## POLECENIE
Zamień w poniższych danych „mountain slope” na „hillside”, a całą resztę przepisz bez zmian. Pomiń w odpowiedzi obrazy.

______________________________

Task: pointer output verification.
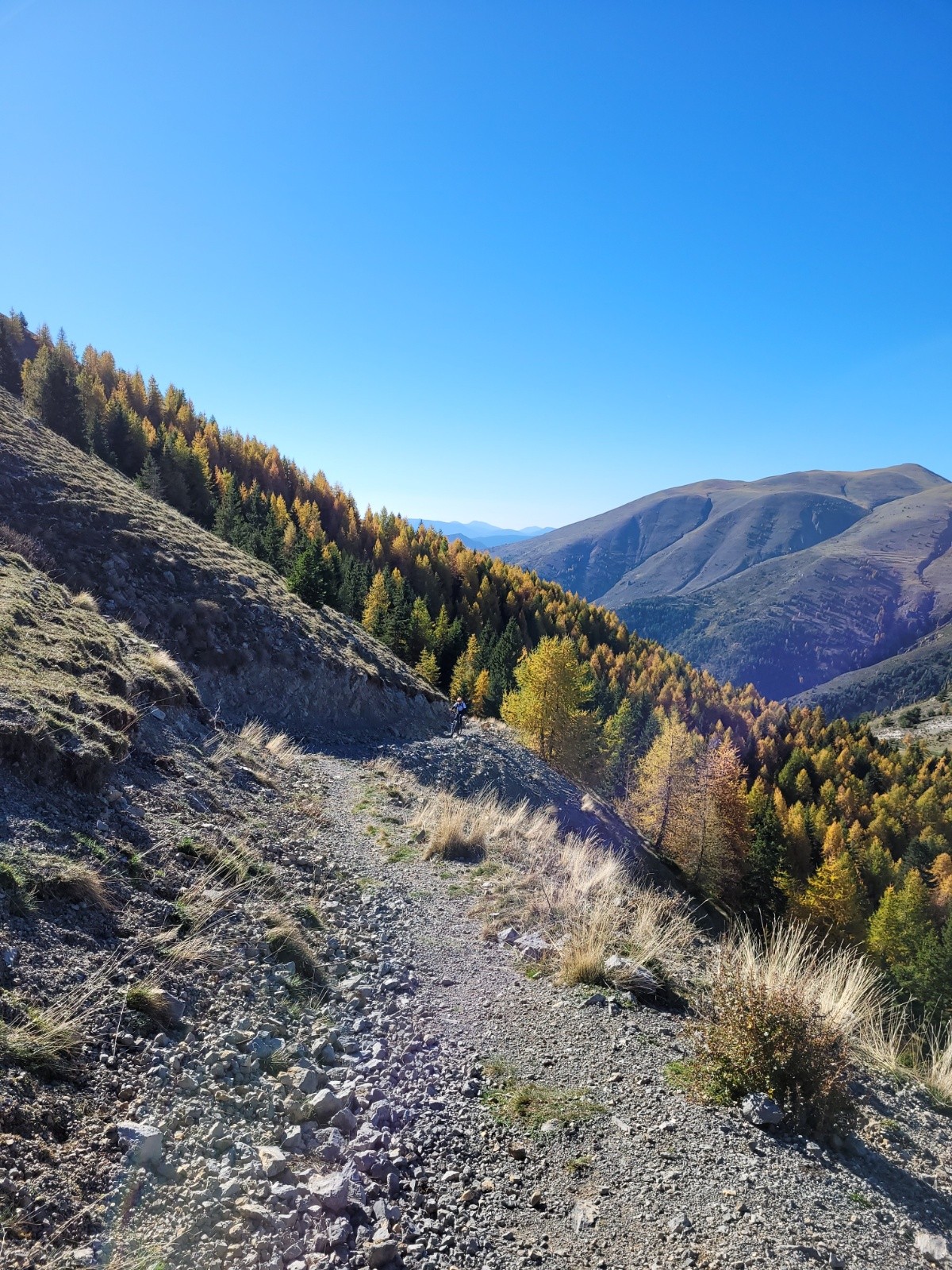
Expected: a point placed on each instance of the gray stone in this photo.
(324, 1105)
(294, 1138)
(332, 1191)
(272, 1161)
(761, 1110)
(380, 1254)
(302, 1079)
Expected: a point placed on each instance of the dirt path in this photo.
(645, 1178)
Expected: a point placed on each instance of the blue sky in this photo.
(518, 262)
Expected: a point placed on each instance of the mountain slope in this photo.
(255, 649)
(785, 582)
(478, 535)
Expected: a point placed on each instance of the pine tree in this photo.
(150, 478)
(831, 899)
(900, 925)
(311, 575)
(546, 708)
(228, 518)
(480, 692)
(428, 668)
(663, 781)
(378, 607)
(10, 364)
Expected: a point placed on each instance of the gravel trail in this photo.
(651, 1180)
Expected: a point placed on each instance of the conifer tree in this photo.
(230, 514)
(663, 781)
(378, 607)
(546, 706)
(150, 479)
(311, 575)
(10, 364)
(831, 899)
(428, 668)
(900, 925)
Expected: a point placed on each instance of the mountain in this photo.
(787, 582)
(478, 535)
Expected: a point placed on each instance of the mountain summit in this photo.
(785, 582)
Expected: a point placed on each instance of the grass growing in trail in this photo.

______________________________

## WYNIK
Task: pointer output verification.
Expected: a point placed on each instance of the gray stone in this photo.
(324, 1105)
(294, 1138)
(332, 1191)
(272, 1161)
(761, 1110)
(380, 1254)
(302, 1079)
Expected: a point placed on each instance of the dirt path in this photo.
(645, 1178)
Expected: a point placed on each instance of the blue sky in this photo.
(518, 262)
Expected: a point placed on each instance of the hillside in this photo.
(255, 649)
(785, 582)
(478, 535)
Expected: a point placed on each instance of the pine tree in this photo.
(150, 478)
(831, 899)
(900, 925)
(311, 575)
(546, 708)
(228, 518)
(480, 692)
(428, 668)
(663, 781)
(378, 607)
(10, 364)
Expected: a point placed on each instance of the gravel trail in this photo.
(651, 1180)
Expected: a point placed on each instance of the conifer tree in this photo.
(230, 514)
(663, 781)
(378, 607)
(546, 706)
(150, 479)
(311, 575)
(10, 364)
(831, 899)
(428, 668)
(900, 925)
Expected: a point placed on each instance of the mountain in this photo.
(787, 582)
(478, 535)
Expected: a point placed on each instance of the mountain summit in this photo.
(785, 582)
Expected: a point placed on each instance of the grass growing in trail in this photo.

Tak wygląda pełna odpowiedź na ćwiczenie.